_TO DO_:
(1) Copy, word for word, the portion of the account of Audrey Natalia's naming starting at "While I wait" and ending at "reddish gold hair.".
(2) Extend the account of Audrey Natalia's naming, beginning directly after its final sentence.

Sorry. I had meant to continue with Audrey's story but life has a way of happening, y'know?
While I wait for the video version of her story to load up, let me fill you all in on the story of Audrey Natalia.
Audrey was born on March 1, 1958. She was full term, weighed in at 8 pounds and some ounces. She was healthy and feisty with blue eyes and a head full of reddish gold hair.
Mom and Dad had wanted to name her "Natalia" which means, "Nativity" or "the beginning" because for all intents and hopes, she would be the first of many more children.
However, some well meaning and helpful souls pointed out that "Natalia" was an unusual name that could get mispronounced and all her life people would be asking her,
"Now how is it you spell your name?"
and one wouldn't want that to happen to their daughter, would one? What to do? Mom recalled seeing a name on the side of a bakery truck for a line of baked goods by "Lil' Audrey" so the sleek and unique "Natalia" got shoved to the middle position and the dear, sweet sounding name, "Audrey" went to the head of the line. In the end, this name fit better somehow for this chubby cheeked little charmer.

_DATA EXTRACT_:
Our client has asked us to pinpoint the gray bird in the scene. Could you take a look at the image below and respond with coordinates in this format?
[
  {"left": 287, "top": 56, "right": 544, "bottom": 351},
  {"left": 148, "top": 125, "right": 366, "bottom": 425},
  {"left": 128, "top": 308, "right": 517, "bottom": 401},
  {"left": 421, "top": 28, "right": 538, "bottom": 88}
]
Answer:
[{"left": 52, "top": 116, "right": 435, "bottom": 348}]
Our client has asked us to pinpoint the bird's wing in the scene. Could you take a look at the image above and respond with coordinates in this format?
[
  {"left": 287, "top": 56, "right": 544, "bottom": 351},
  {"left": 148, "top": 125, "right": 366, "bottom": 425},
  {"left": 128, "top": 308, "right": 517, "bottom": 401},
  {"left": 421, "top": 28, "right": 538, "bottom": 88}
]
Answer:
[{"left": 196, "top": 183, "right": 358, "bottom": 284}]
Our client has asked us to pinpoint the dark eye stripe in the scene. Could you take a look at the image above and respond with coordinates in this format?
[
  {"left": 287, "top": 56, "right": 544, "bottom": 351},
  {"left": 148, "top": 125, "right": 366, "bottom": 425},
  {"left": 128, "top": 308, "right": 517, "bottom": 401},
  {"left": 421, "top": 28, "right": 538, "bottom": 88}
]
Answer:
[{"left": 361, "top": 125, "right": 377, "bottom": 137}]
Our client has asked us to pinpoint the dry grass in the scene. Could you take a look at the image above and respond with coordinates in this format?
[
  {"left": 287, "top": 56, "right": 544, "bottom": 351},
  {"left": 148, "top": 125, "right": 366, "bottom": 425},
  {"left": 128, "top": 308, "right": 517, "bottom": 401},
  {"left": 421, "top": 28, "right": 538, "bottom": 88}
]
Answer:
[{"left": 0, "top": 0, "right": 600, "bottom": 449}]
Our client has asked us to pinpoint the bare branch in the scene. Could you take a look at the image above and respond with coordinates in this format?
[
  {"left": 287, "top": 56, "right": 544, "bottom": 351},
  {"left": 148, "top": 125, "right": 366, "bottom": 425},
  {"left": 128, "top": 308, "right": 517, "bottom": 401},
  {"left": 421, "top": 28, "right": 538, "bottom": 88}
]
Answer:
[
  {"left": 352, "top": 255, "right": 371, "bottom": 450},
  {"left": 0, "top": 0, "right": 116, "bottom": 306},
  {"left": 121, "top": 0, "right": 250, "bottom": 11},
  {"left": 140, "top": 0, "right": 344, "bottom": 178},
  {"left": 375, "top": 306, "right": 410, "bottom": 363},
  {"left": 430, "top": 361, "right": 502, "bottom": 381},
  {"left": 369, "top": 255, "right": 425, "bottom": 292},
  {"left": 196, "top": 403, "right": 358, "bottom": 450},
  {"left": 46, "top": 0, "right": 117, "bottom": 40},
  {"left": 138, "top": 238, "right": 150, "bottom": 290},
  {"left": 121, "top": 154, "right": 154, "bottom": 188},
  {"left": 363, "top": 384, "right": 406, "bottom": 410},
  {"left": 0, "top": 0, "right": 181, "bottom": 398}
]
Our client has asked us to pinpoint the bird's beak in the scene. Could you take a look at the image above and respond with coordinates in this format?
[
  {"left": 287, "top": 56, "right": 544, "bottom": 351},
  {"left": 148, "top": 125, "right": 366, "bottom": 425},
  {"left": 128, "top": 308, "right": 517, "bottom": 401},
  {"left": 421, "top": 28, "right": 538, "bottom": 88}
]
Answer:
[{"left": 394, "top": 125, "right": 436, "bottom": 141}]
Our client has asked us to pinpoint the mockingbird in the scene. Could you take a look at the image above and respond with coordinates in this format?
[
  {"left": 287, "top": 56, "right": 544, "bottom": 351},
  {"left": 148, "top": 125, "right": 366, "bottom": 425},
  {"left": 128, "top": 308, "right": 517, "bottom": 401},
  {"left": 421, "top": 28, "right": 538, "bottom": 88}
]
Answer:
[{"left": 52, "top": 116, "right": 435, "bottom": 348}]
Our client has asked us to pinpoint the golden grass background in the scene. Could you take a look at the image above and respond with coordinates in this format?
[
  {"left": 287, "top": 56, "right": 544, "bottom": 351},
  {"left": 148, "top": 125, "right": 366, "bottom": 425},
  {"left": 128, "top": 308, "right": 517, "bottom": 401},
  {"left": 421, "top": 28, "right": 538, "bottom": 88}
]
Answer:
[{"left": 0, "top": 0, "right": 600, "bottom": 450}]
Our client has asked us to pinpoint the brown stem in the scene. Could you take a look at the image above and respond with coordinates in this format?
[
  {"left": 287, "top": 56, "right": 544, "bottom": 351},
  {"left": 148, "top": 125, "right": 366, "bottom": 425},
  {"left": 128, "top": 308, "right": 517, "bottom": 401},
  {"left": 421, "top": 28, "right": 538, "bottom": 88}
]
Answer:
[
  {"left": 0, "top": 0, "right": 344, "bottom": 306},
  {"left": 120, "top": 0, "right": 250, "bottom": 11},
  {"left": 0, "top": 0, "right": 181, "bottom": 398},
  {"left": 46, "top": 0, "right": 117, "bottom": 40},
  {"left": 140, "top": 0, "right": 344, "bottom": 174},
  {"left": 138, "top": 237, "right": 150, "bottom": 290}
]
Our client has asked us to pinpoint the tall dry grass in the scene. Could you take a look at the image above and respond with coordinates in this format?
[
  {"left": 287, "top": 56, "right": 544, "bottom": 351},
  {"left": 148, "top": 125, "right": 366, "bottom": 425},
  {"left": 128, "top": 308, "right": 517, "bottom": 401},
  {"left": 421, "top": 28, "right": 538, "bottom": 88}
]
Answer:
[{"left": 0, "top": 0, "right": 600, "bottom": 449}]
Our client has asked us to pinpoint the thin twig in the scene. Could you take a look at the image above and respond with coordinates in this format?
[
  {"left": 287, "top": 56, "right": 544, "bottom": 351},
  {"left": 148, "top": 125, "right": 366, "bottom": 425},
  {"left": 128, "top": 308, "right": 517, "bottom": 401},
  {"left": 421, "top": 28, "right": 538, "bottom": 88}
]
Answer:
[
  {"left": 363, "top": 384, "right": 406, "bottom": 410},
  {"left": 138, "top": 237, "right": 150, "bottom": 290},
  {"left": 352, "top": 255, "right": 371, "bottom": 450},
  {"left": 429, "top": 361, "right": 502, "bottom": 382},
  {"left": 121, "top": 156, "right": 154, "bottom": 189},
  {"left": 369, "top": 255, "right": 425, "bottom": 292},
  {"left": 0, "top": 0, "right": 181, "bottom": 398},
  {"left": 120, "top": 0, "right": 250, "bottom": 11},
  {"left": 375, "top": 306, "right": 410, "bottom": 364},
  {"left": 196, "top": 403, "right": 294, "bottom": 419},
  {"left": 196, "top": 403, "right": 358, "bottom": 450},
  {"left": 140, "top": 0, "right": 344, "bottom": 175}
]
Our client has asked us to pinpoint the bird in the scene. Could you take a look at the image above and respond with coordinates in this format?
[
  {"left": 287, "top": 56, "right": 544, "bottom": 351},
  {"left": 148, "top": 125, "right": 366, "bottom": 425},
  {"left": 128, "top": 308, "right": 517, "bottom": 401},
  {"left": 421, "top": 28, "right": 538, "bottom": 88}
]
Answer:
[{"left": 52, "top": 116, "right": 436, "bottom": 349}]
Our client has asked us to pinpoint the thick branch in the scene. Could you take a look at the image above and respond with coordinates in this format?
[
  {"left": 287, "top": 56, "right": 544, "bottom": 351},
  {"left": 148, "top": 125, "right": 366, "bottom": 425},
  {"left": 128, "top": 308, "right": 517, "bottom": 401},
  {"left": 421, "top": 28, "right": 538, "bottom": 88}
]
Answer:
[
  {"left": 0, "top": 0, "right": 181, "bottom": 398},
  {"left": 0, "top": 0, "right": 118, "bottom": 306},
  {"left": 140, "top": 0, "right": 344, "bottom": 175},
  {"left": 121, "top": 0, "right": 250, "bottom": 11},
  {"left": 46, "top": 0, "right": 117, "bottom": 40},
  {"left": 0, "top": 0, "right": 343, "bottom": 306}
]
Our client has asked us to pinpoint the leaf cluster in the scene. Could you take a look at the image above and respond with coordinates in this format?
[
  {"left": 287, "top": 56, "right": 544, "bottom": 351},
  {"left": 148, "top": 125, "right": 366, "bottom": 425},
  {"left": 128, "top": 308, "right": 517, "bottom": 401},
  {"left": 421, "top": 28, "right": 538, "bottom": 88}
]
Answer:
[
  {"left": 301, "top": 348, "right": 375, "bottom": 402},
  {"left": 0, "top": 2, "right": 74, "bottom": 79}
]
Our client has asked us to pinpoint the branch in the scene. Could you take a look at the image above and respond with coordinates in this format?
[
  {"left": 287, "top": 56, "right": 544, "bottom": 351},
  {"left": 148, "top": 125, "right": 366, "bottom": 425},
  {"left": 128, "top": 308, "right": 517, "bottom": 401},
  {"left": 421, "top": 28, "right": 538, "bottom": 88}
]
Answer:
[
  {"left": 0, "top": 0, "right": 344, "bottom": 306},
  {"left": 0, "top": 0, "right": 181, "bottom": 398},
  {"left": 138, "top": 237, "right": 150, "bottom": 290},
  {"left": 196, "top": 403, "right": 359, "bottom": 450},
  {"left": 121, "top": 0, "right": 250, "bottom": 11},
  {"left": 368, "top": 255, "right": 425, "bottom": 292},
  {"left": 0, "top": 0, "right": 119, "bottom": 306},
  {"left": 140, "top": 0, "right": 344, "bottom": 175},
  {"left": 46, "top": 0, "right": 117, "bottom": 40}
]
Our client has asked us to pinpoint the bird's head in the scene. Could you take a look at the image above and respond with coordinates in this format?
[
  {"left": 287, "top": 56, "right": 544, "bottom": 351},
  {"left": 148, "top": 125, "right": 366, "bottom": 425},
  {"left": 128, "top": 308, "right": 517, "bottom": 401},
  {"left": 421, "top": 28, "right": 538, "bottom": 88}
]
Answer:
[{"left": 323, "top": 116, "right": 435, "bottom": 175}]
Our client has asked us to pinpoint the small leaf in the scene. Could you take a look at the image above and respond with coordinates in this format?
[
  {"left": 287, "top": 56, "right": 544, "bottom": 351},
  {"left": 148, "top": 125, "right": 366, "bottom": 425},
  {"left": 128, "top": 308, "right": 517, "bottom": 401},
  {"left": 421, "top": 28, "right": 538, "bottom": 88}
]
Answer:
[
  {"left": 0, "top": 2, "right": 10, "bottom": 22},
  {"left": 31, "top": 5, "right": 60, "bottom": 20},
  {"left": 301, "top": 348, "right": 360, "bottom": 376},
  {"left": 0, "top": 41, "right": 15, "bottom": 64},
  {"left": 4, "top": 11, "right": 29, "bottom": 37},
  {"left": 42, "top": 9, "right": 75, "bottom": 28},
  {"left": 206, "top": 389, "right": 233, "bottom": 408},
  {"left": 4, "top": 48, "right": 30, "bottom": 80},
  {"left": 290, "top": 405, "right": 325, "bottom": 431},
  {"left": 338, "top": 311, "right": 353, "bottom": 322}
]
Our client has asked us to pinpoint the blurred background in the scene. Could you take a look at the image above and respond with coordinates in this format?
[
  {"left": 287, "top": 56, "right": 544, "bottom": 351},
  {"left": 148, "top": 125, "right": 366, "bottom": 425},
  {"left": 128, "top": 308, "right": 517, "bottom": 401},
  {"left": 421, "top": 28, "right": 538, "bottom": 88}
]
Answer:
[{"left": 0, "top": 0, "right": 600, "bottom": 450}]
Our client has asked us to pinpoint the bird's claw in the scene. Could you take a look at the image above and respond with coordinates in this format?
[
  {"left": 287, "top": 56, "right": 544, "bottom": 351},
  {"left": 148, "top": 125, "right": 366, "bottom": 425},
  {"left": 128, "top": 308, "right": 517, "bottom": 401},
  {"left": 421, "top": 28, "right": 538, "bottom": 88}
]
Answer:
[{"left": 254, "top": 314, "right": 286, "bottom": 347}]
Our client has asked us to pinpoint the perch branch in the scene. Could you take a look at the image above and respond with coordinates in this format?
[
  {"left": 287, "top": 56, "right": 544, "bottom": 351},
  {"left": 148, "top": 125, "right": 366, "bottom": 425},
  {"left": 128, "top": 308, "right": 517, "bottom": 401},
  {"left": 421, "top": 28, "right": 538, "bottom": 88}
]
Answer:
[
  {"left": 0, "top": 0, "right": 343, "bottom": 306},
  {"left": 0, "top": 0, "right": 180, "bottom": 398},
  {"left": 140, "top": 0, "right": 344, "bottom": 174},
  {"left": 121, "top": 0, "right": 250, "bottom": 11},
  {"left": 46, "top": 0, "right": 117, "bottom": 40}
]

_RESPONSES TO THE EXERCISE_:
(1)
While I wait for the video version of her story to load up, let me fill you all in on the story of Audrey Natalia.
Audrey was born on March 1, 1958. She was full term, weighed in at 8 pounds and some ounces. She was healthy and feisty with blue eyes and a head full of reddish gold hair.

(2)
She would still be the first of many of course.
Ah, the video is loaded now. You can see for yourself how she was. Such a darling little baby, such a camera FLIRT!
"She knows what a camera is for", Mother wrote in her journal. Gee, ya think? Hello, Ivory Snow! Forget that Brookie Cookie Shields kid, here would have been your goldmine!
As is common with the first born, every waking moment is recorded to film. In this manner, one can see that there is not one thing wrong with the child. Mom was very good at making sure sister was fed properly and up to date on all of her vaccinations, especially the polio jab. Mother was herself a survivor of the dread disease and no way would her baby girl be put thru that trial if she could help it.
She marks it in the baby book, all the lists of doctor visits, what shot was administered on what date. The 3rd dose of the Salk Polio is given in May, 1959 at Iowa Methodist Hospital.
Years later, in a medical journal that was meant only for those privileged few of the white jackets, an article relates how, in the spring of 1959, a laboratory in the south released a batch of the Salk Polio into the market that had been contaminated. A list follows of where some of the batch wound up and some of it lands in Des Moines, IA, Iowa Methodist Hospital.
And some of it landed in Audrey's plump little arm...
The changes are so little at first. One eye begins to wander a bit and this is captured in a photo from June. July; Audrey is often seen with one hand in her hair, tugging at those golden strands ever so slightly...
August. The once bright smile is gone. She looks upset, on edge. She raises her arms above her head as if to shoo the camera away from her. By September, the eyes have dulled, what some term the "one hundred yard stare" has set in.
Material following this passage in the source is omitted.